▸ **Task to complete**: Starting at the line with "TARGET = crumbling plaster" and ending with the final line of the items below, render those lines as a numbered list, leaving out any blank lines.

▸ **Input material**:
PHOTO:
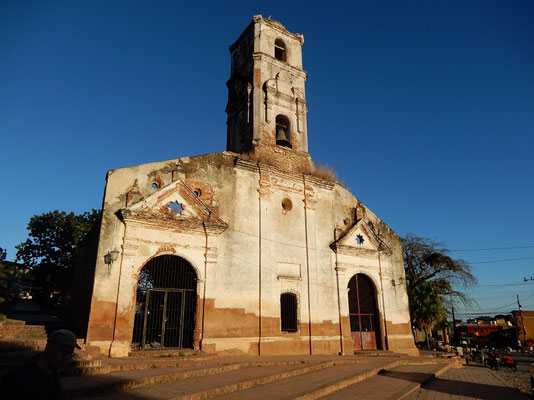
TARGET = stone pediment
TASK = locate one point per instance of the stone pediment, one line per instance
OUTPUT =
(175, 207)
(360, 240)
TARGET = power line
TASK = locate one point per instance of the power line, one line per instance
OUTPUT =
(497, 248)
(503, 260)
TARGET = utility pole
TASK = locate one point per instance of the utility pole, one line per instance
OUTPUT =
(522, 320)
(452, 309)
(453, 318)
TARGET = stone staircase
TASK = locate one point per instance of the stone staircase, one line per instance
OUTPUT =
(185, 374)
(11, 328)
(198, 377)
(19, 342)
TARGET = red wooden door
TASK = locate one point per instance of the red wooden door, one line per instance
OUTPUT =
(363, 313)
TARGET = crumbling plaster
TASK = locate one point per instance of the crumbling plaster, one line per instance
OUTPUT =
(248, 197)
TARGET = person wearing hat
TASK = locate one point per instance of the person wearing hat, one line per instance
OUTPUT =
(38, 378)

▸ **Exercise solution**:
1. TARGET = crumbling plaster
2. TASK = locate one point per instance of the crumbling plaster, one line per instance
3. OUTPUT =
4. (248, 197)
5. TARGET = person wearing hat
6. TASK = locate one point per instance of the person wearing hat, one line per instance
7. OUTPUT =
8. (38, 378)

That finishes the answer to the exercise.